### Tasks and exercises:
1. Answer these about the function-design notes, one line each:
(a) How long should the blocks within if, else, and while statements be?
(b) What is the ideal number of arguments for a function?
(c) What example is given of a monadic function that describes an event?
2. Carry the function-design notes forward from their last sentence, matching their headings and tone.

### Text block:
====

Small!
- The first rule of functions is that they should be small.
- The second rule of functions is that they should be smaller than that.
There are no references to any research to justify these two assertions, but they come from the author’s experience.
The blocks within if statements, else statements, while statements and so on should be one line long. Probably, that line should be a function call and, if you do so, you get two advantages:
- it keeps the enclosing function small;
- it adds documentary value because the function called within the block can have a nicely descriptive name.
Do one thing
One of the most important rules about functions:
Do One Thing
Functions should do one thing. They should do it well. They should do it only.
Sometimes is not immediate to know what “one thing” is. Let’s consider this function:
public static String renderePageWithSetupAndTeardowns (
PageData pageData, boolean isSuite) throws Exception {
if (isTestPage(pageData))
includeSetupAndTeardownPages(pageData, isSuite);
return pageData.getHtml();
}This function performs the inclusion of some setup and teardown pages into a test page and then renders that page into HTML. The operations it’s performing are three:
- determining whether the page is a test page;
- if so, including setups and teardowns;
- rendering the page in HTML;
Is this function doing one thing or three things? Notice that the three steps of the function are one level of abstraction below the stated name of the function. We can describe the function as a “TO paragraph” where each sentence corresponds to a step in the function at the same level of abstraction: “To RenderPageWithSetupsAndTeardowns, we check to see whether the page is a test page, and if so, we include the setups and teardowns. In either case, we render the page in HTML.” If a function does only those steps that are one level below the stated name of the function, then the function is doing one thing.
We could extract the if statement into a function named includeSetupAndTeardownsIfTestPage, but that simply restates the code without changing the level of abstraction.
Use Descriptive Names
The name of a function describes what the function itself does.
The smaller and more focused a function is, the easier it is to choose a descriptive name. Furthermore, don’t be afraid to make a name long because a long descriptive name is better than a short enigmatic name.
Function Arguments
The ideal number of arguments for a function is zero (niladic). Next comes one (monadic), followed closely by two (dyadic). Three arguments (triadic) should be avoided where possible. More than three (polyadic) requires very special justification—and then shouldn’t be used anyway.
Arguments are hard:
- readers have to interpret each time they see them because the argument is at a different level of abstraction than the function name and forces the used to know the details;
- from a testing point of view, it would be difficult to write all the test cases to ensure that all the various combinations of arguments work properly. With no arguments, this would be trivial.
Output arguments are harder to understand than input arguments because we are used to the idea of information going in to the function through arguments and out through the return value, and we don’t usually expect information to go out through the arguments.
Common Monadic Forms
There are two very common reasons to pass a single argument into a function:
- ask a question about that argument, as in
boolean fileExists('MyFile'); - operate on that argument, transforming it into something else and returning it.
A less common use for monadic functions is to describe an event. In this form there is an input argument but no output argument. Usually that argument serves to alter the state of the system. An example is void passwordAttemptFailedNtimes(int attempts).
Try to avoid monadic functions that don’t follow these forms. For example, using an output argument instead of a return value for transformation is confusing. If a function is going to transform its input argument, the transformation should appear as the return value.

====

### Raw data:
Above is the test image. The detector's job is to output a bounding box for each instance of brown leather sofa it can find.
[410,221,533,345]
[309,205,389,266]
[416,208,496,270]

====

### Task results:
1.
(a) One line long, probably a function call.
(b) Zero (niladic).
(c) void passwordAttemptFailedNtimes(int attempts).

2.
Flag Arguments
Flag arguments are ugly. Passing a boolean into a function is a terrible practice. It complicates the method’s signature, loudly proclaiming that this function does more than one thing. In this case, we should split the function into two separate functions.
Dyadic Functions
There are cases where two arguments are appropriate. For example, cartesian points naturally take two arguments, such as: Point p = new Point(0, 0);. On the other hand, obvious dyadic functions like assertEquals(expected, actual) are problematic because it’s not immediate to remember that the expected is the first argument and the actual is the second argument.
There are cases where you can convert dyadic functions into monadyc functions.
Argument Objects
It’s possible to wrap some arguments into a class of their own. For example, the function Circle makeCircle(double x, double y, double, radius); could be rewritten as Circle makeCircle(Point center, double radius);. It’s not cheating, because Point is a concept that deserves a name.
Verbs and Keywords
Choosing good names is important to explain the function’s intent and the arguments’ order and intent.
In the case of a monad, the function and argument should form a verb-noun pair. For example, write(name) evokes the precise idea of “whatever this name thing is, it is being written”. You can also be more specific by saying writeField(name), which tells the “name” is a “field”. This is an example of the keyword form of a function name. Using this form we encode the names of the arguments into the function name. For example, by using assertExpectedEqualsActual(expected, actual) you don’t need to remember the ordering of the arguments.
Have no Side Effects
Side Effects happen when your function promises to do one thing, but it also does other hidden things. Some examples:
- unexpected changes to the variables of its own class;
- unexpected changes to the parameters passed into the function.
These scenarios could lead to temporal coupling and order dependencies.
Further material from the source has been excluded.